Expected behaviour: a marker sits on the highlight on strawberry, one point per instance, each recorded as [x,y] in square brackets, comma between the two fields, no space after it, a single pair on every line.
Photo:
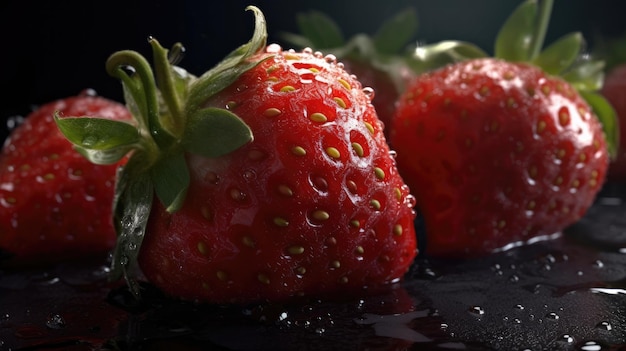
[380,60]
[507,150]
[55,205]
[265,178]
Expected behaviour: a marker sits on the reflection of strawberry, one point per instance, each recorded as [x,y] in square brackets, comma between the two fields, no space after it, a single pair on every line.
[499,152]
[379,61]
[614,90]
[272,174]
[54,204]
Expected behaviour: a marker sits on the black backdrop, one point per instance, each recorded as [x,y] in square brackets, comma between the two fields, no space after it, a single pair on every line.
[58,48]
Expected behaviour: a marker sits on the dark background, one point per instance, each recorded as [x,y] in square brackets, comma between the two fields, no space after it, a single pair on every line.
[59,48]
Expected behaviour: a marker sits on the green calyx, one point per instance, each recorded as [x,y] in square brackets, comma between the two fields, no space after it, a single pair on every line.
[385,50]
[170,120]
[521,39]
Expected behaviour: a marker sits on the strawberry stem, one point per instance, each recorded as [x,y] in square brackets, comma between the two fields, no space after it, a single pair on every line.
[543,20]
[166,84]
[133,69]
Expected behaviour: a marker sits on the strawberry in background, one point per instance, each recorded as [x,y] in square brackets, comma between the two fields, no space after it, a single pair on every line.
[268,177]
[54,204]
[613,52]
[379,61]
[614,90]
[501,151]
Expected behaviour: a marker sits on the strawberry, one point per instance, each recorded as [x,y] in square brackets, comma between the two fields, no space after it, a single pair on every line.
[380,61]
[55,204]
[271,174]
[500,151]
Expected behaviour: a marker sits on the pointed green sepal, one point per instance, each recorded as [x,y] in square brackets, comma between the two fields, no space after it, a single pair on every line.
[214,132]
[561,54]
[394,34]
[132,208]
[586,75]
[170,176]
[101,141]
[229,69]
[514,41]
[318,30]
[608,118]
[437,55]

**TASK DIRECTIONS**
Exactly as written above, print every line of the data but not its pictures.

**OUTPUT FOR THIS TASK**
Expected behaviour: a marker sits on the highlight on strawberry, one point per instance, each recorded as [x,y] in square brackets, comma between the two fields, no space after it, a single pair on every line.
Photo:
[380,60]
[507,150]
[55,205]
[265,178]
Expected behaviour: a marker sits on the reflection of strawberry, one point per instance, each recorded as [x,y] in square brackets, comma between the two fields, no space after it, a single pair on every line.
[499,152]
[379,61]
[614,90]
[272,174]
[54,204]
Expected behaviour: a marker sits on the black backdrop, one point per instance, each recorded as [x,y] in square brackets, comma between the two fields, no space after it, a single pair on every line.
[58,48]
Expected behaviour: a marker sits on the dark background, one point per instance, each recorded as [x,y] in square brackets, comma between the two fields, no space after it, a single pair on every line.
[59,48]
Expected behaviour: a marker sits on the green calyx, one point per instance, each recorded as [x,y] in square brackets, comma between the two fields, no space after it, a single pair on every line.
[385,50]
[170,120]
[521,39]
Expected behaviour: a marker sits on the strawberry stem, one point per instance, each recorded as [x,y] in square brackets, comma between the two fields, no space after it, a single pair on every line.
[543,20]
[166,84]
[133,69]
Expected behaviour: a marker sits on the strawberry in background, one point per instance, each recorded as [x,y] in square brackets, comma between the two fields, no space after it, a single pair on every line.
[268,177]
[54,204]
[613,52]
[379,61]
[614,90]
[501,151]
Expected behaviour: a marker sits on the strawberry, one point per instance, each recorded as [x,y] in square brackets, comma between the two fields, no space after it, a single pair on every line.
[380,61]
[55,204]
[271,174]
[500,151]
Expected behaviour: a marker sits on the pointed green sepal, one point per instance, each recorded as [x,y] in square brackets, comma between the two fields, no space after it, a single pair on every line.
[214,132]
[561,54]
[394,34]
[132,208]
[586,75]
[170,176]
[101,141]
[229,69]
[514,41]
[318,30]
[608,118]
[437,55]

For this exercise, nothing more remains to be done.